▶ **ページ抜粋**
論理的思考力や批判的思考力、創造的思考力などを磨くことはもちろんながら、どのような困難な状況においても適応できるだけの「たくましさ」を養うこと、それを、「未来志向型教育」を大きく支える根幹に据えているのです。
「行事が人をつくる」と、江川校長が行事を特に重要なものと位置づけているのは、そのためでもあります。さまざまな個性を持つ仲間と共に力を合わせ、一つの目標を成し遂げようとする時、個々の意見が対立することもあります。そのような経験を重ねていくなかで、それぞれの個性を認め合い、尊重し合い、他者との関係の築き方を学びながら、強靱な心身を培っていくのです。
「言語技術」をいち早く導入し、進化し続けている
この「未来志向型教育」の中核を担っているのが「言語技術」です。
ここで、江川校長が「言語技術」に出会う前のことをお伝えしておきましょう。江川校長は長年、都内の仏教系の男女別学伝統校で英語教育に携わり、その後、大阪のカトリック系の女子校の改革に校長として赴任して、校名変更、共学化、
21世紀型教育を導入するなど、教育改革に取り組んできました。そして今春、森村学園の校長に着任しました。
江川校長:「これまでも、グローバル社会で生きていくために生徒たちに必要なことは、まずは自分で考え、課題を解決するための論理的思考力を身につけることだと考えていました。そのためにPBL(課題解決)型授業など、さまざまに工夫しながら行ってきました。その中で、主体的で深い学びとは具体的にどうすればできるのかと模索し続けてきました。生徒に知識や応用力はあるものの、もう一段階上げるにはどうすればいいのか、ファシリテーターとしての教員の発話力をもっと上げるにはどうしたらいいのか、と。そんな時に、森村学園からお話をいただき、『言語技術』に出会ったのです。生徒と教員双方の論理的思考力を高めるこの取り組みを知って、『これだ!』と突破口を見出した思いでした」
生徒たちをグローバル人財に育て上げるためには、共通言語としての英語力育成も欠かせませんが、それ以前に、対話やプレゼンテーションをするために必要な論理的思考力、批判的思考力、そして創造的思考力を育てなくてはなりません。まずは、母語である日本語で。それを行うのが「言語技術」です。
では、同校で実践される「言語技術」についてご紹介しましょう。
同校では2012年にいち早く「言語技術」を導入し、改良を重ねてきました。「言語技術」の授業は中学3年間、週に1回行われます。
母語による「読む」「書く」「聞く」「話す」の4技能に加え、表現力などの言語運用力を伸ばすもの。欧米などでは初等教育段階から取り入れられているプログラムです。
例えば、日本の国語では、読解力や情緒的な部分が重視される傾向にありますが、「言語技術」では「結論を先に述べる」「必ず根拠を示す」といった、物事を論理的に説明する力や分析・解釈する力、表現力などを培います。この技術は、小論文や英語のエッセイライティングにも役立つものです。
■具体的な学習内容は?
以下は例になりますが、学習内容は多岐にわたります。

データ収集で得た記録
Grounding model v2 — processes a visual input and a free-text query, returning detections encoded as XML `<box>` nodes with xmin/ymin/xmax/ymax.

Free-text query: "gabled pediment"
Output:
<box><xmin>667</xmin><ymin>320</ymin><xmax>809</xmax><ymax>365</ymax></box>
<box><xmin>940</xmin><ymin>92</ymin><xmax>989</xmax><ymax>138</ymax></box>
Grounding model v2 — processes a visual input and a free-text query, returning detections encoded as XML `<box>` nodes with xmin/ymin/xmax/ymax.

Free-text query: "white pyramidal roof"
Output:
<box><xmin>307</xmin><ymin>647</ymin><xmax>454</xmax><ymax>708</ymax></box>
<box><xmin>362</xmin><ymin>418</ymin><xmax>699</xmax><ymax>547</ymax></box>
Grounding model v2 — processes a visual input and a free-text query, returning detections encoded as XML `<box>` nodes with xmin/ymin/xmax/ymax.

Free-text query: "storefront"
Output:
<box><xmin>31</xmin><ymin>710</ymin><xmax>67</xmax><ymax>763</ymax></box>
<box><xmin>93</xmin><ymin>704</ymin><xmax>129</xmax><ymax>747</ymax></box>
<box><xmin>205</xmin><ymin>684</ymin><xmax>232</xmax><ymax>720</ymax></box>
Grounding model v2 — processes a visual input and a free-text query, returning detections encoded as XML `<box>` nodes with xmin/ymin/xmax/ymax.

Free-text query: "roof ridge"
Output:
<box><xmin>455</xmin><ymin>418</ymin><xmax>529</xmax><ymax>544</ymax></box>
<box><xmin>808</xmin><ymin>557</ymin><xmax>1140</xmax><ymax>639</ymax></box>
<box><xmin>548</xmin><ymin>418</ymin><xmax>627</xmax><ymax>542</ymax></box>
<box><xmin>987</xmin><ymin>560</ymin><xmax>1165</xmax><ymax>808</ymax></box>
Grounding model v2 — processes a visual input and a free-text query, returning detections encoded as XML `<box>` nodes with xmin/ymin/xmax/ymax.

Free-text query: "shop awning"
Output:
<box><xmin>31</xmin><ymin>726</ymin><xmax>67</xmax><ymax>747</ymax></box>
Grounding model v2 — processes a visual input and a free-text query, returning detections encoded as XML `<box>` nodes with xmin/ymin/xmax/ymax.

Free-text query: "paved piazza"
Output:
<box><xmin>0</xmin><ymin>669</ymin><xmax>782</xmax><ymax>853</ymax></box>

▶ **依頼内容**
ページ抜粋の「論理的思考力や批判的思考力、」から「村学園の校長に着任しました。」までを、一字も変えずに抜き出してください。

▶ **この課題の解答**
論理的思考力や批判的思考力、創造的思考力などを磨くことはもちろんながら、どのような困難な状況においても適応できるだけの「たくましさ」を養うこと、それを、「未来志向型教育」を大きく支える根幹に据えているのです。
「行事が人をつくる」と、江川校長が行事を特に重要なものと位置づけているのは、そのためでもあります。さまざまな個性を持つ仲間と共に力を合わせ、一つの目標を成し遂げようとする時、個々の意見が対立することもあります。そのような経験を重ねていくなかで、それぞれの個性を認め合い、尊重し合い、他者との関係の築き方を学びながら、強靱な心身を培っていくのです。
「言語技術」をいち早く導入し、進化し続けている
この「未来志向型教育」の中核を担っているのが「言語技術」です。
ここで、江川校長が「言語技術」に出会う前のことをお伝えしておきましょう。江川校長は長年、都内の仏教系の男女別学伝統校で英語教育に携わり、その後、大阪のカトリック系の女子校の改革に校長として赴任して、校名変更、共学化、
21世紀型教育を導入するなど、教育改革に取り組んできました。そして今春、森村学園の校長に着任しました。